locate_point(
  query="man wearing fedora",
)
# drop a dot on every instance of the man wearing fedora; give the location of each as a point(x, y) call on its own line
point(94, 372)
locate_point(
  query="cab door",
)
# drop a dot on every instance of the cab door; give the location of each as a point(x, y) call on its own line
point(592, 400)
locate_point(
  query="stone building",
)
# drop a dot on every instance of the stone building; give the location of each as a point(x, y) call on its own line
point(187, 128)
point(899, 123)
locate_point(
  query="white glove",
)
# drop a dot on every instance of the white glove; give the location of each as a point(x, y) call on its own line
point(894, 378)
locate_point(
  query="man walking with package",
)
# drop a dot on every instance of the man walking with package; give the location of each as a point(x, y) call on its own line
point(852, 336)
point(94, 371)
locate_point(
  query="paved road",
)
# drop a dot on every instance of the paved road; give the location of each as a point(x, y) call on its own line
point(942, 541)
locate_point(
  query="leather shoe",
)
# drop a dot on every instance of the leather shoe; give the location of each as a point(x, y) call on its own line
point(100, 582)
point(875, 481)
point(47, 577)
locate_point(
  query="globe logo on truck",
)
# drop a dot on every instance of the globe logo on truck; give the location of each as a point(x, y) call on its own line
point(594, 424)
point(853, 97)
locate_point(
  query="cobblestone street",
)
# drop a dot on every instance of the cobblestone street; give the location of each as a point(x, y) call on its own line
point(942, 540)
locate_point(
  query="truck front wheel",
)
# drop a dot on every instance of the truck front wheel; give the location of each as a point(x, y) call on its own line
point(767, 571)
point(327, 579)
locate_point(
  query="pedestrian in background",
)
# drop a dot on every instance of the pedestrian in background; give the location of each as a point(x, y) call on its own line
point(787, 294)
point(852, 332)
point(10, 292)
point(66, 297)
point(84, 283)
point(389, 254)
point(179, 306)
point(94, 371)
---
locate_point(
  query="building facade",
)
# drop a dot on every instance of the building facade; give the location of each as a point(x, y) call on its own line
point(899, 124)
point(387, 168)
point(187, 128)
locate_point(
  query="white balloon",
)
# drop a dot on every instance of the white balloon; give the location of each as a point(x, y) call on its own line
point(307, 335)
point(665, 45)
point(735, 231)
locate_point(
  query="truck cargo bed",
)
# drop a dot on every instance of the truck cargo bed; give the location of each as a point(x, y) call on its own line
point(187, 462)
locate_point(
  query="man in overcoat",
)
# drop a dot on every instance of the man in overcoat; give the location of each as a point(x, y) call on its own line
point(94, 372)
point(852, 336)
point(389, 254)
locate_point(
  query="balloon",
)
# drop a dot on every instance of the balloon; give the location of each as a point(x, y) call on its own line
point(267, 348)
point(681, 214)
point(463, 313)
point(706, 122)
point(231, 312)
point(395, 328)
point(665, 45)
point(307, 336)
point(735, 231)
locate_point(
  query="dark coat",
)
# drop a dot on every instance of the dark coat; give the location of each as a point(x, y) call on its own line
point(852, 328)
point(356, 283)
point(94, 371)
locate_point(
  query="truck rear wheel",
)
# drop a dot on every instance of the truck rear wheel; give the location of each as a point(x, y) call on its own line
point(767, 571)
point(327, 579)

### Directions
Pull out every line of the records that contains the string "white", matching case exactly.

### Answer to the exercise
  query="white glove",
# drop a dot on every instance of the white glove; give the location of each as a point(x, y) call on its own line
  query="white balloon",
# drop a dot on every instance of the white balloon; give the location of each as a point(x, y) call on its own line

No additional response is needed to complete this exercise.